I should note that v5.15 was speculative information that may not be
100% correct.  However, the occurance of failures <= 5.15 is miniscule
compared to >5.15, as almost all occurences are in 6.1.x (which could be
biased by the number of 6.1.x deployments).

It is entirely possible that the <= 5.15 issues are false-positives, but
we don't have TBF on anything <6.1.30, so no kprobe traces.

> that places the blame squarerly on commit
> a955cad84cda ("KVM: x86/mmu: Retry page fault if root is invalidated by memslot update").
> Note, that commit had an unrelated but fixed by 18c841e1f411 ("KVM: x86: Retry
> page fault if MMU reload is pending and root has no sp"), but all flavors of v6.1
> have said fix and the bug caused a crash, not stuck vCPUs.
> 
> The "MMU seq = 8002dc25" value still gives me pause.  It's one hell of a coincidence
> that all stuck vCPUs have had a sequence counter of 0x800xxxxx.
> 
> <time goes by as I keep staring>
> 
> Fudge (that's not actually what I said).  *sigh*
> 
> Not a coincidence, at all.  The bug is that, in v6.1, is_page_fault_stale() takes
> the local @mmu_seq snapshot as an int, whereas as the per-VM count is stored as an
> unsigned long.

I'm surprised that there were no compiler warnings about signedness or
type precision.  What would have prevented such a compiler warning?

> When the sequence sets bit 31, the local @mmu_seq value becomes
> a signed *negative* value, and then when that gets passed to mmu_invalidate_retry_hva(),
> which correctly takes an unsigned long, the negative value gets sign-extended and
> so the comparison ends up being
> 
> 	if (0x8002dc25 != 0xffffffff8002dc25)
>
> and KVM thinks the sequence count is stale.  I missed it for so long because I
> was stupidly looking mostly at upstream code (see below), and because of the subtle
> sign-extension behavior (I was mostly on the lookout for a straight truncation
> bug where bits[63:32] got dropped).

● EXERCISE
Transcribe the part of the KVM sequence-counter discussion above from "I should note" up to and including "of 6.1.x deployments).".

● RECORDS PROVIDED

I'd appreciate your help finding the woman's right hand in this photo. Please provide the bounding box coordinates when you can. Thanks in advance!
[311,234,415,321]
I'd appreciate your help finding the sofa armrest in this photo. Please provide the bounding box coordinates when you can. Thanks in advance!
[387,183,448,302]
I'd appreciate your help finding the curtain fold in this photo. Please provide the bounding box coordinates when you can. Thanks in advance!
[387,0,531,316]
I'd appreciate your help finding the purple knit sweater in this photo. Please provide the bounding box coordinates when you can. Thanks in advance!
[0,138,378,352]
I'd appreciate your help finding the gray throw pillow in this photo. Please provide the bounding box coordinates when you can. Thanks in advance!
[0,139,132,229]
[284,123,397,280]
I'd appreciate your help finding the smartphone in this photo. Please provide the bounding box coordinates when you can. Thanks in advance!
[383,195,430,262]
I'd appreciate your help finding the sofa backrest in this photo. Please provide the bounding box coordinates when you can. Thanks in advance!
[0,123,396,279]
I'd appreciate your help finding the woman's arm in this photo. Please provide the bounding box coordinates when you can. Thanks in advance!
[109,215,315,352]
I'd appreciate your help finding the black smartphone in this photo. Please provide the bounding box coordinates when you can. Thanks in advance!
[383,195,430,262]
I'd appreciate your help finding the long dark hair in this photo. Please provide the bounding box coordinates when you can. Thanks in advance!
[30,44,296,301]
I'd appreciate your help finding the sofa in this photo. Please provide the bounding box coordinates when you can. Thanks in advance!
==
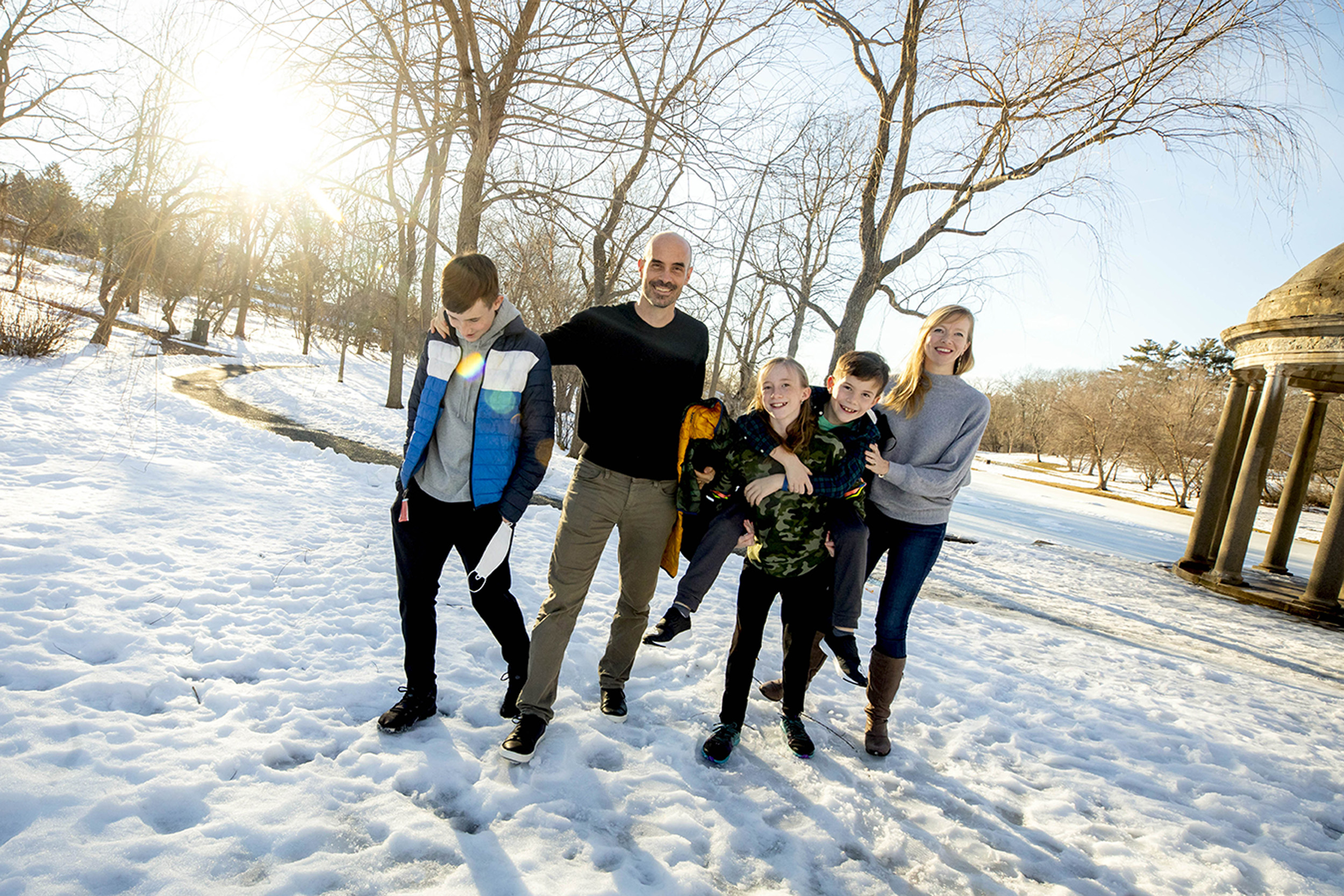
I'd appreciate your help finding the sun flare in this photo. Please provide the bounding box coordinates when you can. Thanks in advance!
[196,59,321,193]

● WRITTEN SOLUTION
I should note that v5.15 was speculative information that may not be
100% correct.  However, the occurance of failures <= 5.15 is miniscule
compared to >5.15, as almost all occurences are in 6.1.x (which could be
biased by the number of 6.1.x deployments).